▶ WHAT IS EXPECTED:
Output, please, every line from the line that holds "Where can you see the reflection of clouds" to the end, exactly as written.

-- Start RECORD EXCERPTS --

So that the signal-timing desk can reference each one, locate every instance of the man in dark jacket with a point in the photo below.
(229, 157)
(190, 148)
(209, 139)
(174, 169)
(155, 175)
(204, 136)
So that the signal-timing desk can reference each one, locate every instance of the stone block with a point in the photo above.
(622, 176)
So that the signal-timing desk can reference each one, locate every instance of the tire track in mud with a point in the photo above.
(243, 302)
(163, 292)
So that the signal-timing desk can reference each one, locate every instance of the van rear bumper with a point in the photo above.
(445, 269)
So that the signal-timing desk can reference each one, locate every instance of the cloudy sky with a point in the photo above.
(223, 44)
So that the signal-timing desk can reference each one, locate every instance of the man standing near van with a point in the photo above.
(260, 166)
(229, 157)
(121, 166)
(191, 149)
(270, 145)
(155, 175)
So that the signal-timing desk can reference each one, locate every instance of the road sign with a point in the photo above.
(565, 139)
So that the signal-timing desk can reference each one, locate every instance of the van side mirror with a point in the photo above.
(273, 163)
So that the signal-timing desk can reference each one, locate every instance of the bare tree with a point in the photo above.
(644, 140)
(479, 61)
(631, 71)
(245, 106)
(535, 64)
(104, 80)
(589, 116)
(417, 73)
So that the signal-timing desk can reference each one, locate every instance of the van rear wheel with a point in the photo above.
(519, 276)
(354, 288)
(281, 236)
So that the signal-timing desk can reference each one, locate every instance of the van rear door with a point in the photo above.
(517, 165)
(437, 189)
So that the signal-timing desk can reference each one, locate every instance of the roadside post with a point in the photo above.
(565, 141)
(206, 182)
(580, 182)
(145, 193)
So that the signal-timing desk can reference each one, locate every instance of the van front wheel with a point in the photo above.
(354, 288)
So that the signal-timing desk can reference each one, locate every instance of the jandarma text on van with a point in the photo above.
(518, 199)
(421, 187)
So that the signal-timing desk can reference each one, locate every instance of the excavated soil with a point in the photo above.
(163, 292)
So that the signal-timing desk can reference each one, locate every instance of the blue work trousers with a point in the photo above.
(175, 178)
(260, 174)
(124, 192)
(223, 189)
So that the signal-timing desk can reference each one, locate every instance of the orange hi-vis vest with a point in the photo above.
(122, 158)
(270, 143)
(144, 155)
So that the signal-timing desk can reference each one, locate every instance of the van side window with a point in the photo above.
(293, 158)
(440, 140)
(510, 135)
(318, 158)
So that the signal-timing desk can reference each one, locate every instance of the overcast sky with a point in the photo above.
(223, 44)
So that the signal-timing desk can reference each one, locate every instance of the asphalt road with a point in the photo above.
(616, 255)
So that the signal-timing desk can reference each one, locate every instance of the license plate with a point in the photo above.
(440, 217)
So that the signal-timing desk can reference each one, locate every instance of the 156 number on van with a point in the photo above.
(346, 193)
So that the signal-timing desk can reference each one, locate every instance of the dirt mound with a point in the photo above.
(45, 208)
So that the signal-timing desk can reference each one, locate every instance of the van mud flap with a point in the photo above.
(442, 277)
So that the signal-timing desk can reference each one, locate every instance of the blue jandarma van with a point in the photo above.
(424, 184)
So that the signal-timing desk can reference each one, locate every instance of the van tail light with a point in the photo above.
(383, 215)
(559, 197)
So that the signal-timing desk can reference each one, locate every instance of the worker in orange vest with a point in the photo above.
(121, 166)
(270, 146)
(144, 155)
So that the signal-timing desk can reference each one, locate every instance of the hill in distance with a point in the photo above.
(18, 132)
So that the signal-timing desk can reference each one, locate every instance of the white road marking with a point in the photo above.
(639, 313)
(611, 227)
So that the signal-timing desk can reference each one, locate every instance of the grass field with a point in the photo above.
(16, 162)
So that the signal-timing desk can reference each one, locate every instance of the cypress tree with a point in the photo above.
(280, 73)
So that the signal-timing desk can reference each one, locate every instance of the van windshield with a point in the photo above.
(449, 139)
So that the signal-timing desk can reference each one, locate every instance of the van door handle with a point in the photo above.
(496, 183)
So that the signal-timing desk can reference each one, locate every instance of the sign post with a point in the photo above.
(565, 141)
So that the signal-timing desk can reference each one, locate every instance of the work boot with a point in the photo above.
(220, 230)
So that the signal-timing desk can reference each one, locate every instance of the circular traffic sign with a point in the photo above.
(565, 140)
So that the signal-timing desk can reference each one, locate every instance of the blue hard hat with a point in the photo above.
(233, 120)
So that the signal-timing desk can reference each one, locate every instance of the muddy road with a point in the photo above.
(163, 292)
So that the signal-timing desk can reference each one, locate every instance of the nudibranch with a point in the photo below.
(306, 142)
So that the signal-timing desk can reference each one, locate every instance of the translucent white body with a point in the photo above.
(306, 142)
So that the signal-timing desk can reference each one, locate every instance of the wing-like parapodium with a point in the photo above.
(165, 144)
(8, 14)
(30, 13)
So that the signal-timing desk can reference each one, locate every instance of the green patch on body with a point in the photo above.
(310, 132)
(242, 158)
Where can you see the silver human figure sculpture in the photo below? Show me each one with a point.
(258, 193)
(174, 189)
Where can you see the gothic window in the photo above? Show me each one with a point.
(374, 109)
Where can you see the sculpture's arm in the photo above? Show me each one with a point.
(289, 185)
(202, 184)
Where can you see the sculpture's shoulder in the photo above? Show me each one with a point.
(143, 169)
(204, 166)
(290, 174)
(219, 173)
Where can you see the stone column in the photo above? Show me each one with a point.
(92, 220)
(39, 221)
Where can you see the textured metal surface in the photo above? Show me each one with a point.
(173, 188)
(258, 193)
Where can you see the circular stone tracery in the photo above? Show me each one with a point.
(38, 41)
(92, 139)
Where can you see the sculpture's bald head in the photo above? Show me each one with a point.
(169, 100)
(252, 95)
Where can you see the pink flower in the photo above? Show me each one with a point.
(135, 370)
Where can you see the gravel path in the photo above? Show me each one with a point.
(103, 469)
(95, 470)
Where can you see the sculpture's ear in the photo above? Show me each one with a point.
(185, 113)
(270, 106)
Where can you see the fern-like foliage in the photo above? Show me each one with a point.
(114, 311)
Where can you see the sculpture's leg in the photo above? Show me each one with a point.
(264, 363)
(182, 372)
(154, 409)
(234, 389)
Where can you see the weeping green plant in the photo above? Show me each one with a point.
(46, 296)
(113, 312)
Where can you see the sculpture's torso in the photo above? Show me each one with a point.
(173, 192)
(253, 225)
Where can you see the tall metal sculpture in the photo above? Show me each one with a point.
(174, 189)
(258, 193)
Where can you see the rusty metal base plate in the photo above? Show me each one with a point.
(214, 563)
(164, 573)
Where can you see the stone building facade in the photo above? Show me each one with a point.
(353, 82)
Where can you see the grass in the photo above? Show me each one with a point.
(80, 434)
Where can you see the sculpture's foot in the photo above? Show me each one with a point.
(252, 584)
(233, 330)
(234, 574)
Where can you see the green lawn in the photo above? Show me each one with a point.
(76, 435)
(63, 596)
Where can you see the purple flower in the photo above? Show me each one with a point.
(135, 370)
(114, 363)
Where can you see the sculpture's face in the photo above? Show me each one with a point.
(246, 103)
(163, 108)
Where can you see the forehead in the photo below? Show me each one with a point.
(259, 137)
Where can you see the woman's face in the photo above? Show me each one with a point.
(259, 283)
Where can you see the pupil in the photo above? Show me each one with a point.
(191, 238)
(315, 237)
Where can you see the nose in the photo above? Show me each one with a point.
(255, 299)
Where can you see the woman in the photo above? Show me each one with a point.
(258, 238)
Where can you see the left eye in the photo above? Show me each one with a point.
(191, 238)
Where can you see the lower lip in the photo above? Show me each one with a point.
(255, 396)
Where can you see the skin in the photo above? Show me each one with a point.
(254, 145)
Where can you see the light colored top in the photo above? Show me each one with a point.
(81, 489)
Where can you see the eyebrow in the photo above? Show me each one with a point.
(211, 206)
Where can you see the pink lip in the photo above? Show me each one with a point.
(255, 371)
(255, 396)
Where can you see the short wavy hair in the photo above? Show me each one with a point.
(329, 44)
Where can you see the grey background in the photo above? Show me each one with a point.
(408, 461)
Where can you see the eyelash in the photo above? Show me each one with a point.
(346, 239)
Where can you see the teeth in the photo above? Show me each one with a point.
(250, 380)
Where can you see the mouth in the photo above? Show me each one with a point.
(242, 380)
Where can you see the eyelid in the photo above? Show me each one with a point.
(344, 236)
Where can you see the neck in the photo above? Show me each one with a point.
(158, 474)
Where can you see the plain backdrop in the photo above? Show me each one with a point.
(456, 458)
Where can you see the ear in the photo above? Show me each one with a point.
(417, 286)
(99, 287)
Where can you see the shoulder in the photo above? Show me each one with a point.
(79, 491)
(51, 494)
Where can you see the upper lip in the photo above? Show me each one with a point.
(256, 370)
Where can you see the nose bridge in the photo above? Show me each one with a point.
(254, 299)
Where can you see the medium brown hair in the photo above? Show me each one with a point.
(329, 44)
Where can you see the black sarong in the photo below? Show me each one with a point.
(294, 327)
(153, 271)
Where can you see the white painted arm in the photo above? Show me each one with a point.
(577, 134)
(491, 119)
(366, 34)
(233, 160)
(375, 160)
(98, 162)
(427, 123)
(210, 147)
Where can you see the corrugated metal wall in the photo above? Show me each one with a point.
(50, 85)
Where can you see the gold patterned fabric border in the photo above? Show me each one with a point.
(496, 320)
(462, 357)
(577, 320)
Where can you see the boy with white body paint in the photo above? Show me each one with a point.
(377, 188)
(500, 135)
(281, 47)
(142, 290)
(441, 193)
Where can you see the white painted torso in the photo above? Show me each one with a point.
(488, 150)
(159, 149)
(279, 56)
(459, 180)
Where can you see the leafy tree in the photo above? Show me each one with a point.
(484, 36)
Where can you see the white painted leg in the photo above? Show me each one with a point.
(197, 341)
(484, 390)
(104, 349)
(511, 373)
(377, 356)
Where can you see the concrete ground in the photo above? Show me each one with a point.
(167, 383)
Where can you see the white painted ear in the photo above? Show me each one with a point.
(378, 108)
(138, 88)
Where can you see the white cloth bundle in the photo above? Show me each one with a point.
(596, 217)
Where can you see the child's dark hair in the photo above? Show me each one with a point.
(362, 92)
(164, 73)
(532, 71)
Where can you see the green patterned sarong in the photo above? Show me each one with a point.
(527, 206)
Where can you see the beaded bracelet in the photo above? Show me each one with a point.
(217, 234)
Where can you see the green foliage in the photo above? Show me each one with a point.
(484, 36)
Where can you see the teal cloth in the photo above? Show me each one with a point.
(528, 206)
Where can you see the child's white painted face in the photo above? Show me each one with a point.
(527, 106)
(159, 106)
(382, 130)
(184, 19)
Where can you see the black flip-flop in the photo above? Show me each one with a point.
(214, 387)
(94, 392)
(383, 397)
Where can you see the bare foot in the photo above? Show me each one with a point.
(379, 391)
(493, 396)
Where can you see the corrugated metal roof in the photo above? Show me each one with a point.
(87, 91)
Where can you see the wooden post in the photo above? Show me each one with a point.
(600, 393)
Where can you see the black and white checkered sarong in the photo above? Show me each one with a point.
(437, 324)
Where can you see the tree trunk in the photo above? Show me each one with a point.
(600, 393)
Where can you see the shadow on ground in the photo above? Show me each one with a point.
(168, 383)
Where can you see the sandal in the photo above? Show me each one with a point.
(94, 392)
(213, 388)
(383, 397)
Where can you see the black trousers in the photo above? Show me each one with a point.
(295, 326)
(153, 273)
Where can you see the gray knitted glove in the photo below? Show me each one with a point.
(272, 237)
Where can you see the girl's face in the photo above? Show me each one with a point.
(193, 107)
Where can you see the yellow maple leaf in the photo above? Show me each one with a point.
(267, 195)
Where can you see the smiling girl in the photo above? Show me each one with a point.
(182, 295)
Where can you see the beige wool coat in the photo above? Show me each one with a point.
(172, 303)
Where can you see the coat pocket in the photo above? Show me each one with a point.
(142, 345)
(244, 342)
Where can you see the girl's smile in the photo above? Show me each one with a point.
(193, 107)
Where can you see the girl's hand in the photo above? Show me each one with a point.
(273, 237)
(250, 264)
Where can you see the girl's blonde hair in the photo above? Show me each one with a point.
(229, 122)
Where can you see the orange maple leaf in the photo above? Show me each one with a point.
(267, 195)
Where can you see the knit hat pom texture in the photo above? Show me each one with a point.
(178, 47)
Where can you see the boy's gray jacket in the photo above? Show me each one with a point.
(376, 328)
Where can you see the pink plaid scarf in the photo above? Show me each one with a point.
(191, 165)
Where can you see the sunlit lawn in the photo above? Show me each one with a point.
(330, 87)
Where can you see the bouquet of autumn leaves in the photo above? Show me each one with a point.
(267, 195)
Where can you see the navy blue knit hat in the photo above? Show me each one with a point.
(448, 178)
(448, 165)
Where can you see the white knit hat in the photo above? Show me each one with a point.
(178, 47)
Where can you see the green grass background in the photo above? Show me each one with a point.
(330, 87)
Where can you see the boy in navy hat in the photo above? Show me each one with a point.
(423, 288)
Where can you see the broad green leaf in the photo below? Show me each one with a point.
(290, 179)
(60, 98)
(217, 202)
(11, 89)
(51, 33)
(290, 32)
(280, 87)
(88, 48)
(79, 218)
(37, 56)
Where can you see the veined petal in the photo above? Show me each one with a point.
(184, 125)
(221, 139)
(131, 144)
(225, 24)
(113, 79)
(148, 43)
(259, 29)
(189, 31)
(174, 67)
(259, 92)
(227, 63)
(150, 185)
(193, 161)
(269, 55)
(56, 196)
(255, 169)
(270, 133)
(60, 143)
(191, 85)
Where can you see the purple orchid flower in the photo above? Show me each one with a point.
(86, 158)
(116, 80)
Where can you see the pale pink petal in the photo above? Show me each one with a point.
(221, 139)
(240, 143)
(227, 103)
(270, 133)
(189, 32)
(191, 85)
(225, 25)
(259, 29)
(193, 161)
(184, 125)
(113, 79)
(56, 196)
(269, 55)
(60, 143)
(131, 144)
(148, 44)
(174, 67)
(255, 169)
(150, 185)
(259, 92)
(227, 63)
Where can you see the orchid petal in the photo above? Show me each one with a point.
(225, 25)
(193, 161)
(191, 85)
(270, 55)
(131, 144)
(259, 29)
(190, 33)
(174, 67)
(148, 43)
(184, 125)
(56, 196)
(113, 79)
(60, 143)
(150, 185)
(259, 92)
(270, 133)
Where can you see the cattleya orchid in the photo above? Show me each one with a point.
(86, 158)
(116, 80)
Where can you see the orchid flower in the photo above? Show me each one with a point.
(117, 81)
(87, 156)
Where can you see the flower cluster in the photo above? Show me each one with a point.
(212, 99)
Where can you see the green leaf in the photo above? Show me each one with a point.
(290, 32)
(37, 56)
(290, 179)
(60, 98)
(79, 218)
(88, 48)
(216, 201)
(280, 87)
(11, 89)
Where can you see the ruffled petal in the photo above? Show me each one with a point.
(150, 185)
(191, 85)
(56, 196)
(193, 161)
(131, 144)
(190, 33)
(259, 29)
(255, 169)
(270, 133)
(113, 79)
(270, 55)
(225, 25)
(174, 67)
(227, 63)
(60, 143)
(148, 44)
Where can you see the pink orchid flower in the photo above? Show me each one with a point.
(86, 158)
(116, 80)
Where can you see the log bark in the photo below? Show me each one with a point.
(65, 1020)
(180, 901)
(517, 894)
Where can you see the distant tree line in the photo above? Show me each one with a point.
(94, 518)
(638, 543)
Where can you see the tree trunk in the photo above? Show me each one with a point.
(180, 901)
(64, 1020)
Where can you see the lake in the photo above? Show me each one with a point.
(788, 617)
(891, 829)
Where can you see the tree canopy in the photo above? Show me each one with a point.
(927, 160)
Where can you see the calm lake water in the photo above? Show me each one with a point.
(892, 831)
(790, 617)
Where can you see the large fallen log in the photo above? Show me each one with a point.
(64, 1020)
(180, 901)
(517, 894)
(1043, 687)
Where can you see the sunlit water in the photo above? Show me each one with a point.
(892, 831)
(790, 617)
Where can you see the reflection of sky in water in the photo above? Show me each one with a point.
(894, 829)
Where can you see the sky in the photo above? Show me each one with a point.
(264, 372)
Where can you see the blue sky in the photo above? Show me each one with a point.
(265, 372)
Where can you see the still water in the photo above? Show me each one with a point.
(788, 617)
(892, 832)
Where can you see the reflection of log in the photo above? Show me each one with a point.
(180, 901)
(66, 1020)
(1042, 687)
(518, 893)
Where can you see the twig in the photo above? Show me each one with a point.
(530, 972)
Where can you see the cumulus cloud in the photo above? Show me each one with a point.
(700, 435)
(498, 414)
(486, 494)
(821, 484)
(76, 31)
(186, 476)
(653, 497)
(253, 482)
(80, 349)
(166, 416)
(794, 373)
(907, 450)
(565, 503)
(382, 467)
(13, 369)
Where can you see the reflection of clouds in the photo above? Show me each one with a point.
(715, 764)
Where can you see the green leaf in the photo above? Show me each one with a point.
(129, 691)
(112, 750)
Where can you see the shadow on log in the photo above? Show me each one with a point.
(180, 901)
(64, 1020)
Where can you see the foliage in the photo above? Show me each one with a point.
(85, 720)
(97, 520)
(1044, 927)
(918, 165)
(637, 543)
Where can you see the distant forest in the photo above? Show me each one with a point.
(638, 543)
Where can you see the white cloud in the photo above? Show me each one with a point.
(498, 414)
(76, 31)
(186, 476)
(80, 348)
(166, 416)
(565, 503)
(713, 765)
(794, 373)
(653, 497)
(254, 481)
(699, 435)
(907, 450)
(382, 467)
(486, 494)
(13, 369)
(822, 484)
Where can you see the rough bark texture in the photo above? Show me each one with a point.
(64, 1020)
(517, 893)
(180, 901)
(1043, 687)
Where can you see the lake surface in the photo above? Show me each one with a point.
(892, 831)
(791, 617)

-- End RECORD EXCERPTS --

▶ SOLUTION:
Where can you see the reflection of clouds in the photo above? Show me each one with a point.
(715, 764)
Where can you see the green leaf in the photo above? Show me each one with a point.
(129, 691)
(112, 750)
Where can you see the shadow on log in the photo above? Show me each one with a point.
(180, 901)
(64, 1020)
Where can you see the foliage in the photo above? Show me each one with a point.
(85, 720)
(97, 520)
(1044, 927)
(918, 165)
(637, 543)
Where can you see the distant forest in the photo above? Show me each one with a point.
(638, 543)
Where can you see the white cloud in the photo above? Show me each one with a point.
(498, 414)
(76, 31)
(186, 476)
(80, 348)
(166, 416)
(565, 503)
(713, 765)
(794, 373)
(653, 497)
(254, 481)
(699, 435)
(907, 450)
(382, 467)
(486, 494)
(13, 369)
(822, 484)
Where can you see the rough bark texture in the photo above? Show me each one with a point.
(64, 1020)
(517, 893)
(180, 901)
(1043, 687)
Where can you see the lake surface in the photo above? Show me each one with a point.
(892, 831)
(791, 617)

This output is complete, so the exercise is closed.